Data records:
>> BEGIN
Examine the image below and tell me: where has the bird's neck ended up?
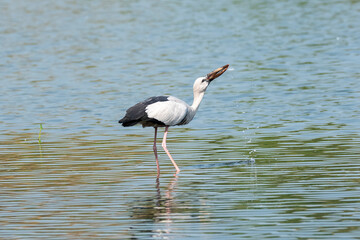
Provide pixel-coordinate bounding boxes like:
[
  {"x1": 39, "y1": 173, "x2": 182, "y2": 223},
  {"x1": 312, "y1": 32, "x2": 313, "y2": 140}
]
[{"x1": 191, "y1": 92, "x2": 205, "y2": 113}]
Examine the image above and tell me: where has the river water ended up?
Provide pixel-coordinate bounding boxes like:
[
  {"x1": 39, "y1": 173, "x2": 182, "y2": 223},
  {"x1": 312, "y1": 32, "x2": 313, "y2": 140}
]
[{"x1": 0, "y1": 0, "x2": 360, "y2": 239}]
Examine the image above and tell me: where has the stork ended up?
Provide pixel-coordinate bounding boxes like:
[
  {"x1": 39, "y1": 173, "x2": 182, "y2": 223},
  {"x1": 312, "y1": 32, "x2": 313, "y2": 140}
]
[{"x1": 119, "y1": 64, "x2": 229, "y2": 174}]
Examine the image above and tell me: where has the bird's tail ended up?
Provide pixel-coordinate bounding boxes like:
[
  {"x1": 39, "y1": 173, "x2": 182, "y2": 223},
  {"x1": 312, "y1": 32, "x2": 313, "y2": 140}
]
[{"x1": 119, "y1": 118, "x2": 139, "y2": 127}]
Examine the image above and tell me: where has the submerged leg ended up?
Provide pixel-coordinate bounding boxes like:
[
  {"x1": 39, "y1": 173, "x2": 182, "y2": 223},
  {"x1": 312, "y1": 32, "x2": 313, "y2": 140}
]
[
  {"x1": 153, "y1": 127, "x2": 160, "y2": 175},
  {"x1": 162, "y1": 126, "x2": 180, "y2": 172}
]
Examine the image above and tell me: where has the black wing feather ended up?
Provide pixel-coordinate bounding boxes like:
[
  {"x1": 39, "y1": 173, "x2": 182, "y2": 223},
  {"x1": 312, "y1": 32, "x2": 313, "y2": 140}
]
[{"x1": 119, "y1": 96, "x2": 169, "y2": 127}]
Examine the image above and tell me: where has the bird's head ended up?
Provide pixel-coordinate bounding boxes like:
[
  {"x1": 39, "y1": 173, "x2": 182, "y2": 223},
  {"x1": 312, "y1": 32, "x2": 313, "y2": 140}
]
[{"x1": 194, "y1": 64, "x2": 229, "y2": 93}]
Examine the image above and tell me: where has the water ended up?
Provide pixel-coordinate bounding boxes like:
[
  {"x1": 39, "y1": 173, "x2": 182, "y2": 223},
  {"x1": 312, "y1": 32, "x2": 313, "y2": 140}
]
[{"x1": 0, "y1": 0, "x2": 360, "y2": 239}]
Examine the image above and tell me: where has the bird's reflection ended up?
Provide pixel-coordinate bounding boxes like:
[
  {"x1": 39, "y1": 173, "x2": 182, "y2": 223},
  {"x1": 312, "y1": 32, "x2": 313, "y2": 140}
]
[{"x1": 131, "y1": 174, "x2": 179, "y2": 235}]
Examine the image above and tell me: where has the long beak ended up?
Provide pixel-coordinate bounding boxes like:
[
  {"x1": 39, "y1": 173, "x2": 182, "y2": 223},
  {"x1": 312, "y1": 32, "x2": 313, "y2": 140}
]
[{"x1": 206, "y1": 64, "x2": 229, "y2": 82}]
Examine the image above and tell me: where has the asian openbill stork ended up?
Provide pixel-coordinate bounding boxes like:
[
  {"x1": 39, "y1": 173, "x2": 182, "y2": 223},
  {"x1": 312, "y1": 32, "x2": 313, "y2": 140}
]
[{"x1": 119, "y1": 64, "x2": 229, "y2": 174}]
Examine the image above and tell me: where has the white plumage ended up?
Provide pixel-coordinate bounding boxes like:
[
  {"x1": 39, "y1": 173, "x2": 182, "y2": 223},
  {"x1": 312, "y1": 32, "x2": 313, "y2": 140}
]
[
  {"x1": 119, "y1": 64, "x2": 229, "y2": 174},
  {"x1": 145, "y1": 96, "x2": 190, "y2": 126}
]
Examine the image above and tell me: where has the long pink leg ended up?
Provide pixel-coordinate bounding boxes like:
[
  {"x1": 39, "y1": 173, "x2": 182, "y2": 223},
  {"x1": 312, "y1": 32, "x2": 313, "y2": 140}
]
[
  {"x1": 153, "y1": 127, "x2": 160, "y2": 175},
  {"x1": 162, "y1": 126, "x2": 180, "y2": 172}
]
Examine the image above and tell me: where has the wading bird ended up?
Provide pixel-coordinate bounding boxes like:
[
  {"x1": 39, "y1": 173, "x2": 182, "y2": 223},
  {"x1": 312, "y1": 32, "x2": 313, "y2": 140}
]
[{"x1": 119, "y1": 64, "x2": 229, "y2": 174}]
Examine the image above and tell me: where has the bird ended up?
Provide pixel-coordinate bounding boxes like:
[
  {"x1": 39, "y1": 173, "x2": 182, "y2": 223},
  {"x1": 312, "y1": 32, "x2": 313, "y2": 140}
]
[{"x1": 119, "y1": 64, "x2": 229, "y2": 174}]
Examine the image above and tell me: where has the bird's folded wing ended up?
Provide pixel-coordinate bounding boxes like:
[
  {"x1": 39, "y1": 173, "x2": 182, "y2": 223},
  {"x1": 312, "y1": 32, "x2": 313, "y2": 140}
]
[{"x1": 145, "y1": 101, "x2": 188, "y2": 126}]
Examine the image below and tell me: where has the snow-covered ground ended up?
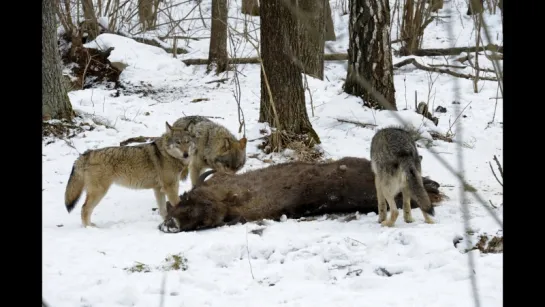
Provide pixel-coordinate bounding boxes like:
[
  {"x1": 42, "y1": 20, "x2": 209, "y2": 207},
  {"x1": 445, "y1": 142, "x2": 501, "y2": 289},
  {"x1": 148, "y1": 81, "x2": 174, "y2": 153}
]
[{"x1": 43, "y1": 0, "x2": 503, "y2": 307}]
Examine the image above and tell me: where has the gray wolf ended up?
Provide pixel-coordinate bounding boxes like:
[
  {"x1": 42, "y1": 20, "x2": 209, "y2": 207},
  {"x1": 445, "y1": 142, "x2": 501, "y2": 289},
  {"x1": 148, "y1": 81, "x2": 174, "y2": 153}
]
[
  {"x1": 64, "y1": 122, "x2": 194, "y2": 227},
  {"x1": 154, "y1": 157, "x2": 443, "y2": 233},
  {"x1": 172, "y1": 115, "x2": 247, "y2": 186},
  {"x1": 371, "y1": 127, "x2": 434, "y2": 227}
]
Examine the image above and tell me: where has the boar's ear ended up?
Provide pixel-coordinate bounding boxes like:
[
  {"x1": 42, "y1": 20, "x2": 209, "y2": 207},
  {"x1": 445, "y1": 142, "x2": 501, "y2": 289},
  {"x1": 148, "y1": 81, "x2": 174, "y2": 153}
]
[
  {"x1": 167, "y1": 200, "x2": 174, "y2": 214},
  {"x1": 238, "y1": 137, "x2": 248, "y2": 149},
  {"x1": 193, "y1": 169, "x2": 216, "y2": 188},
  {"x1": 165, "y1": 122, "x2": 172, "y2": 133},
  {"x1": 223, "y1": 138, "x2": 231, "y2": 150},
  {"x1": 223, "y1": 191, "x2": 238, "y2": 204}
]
>> END
- **What the exercise asks**
Please list every line above that contains the word "long".

- **Solution below**
Examine the image above and tell me: where has the long beak ended up?
Examine the image above and tell me: where has the long pink leg ended up?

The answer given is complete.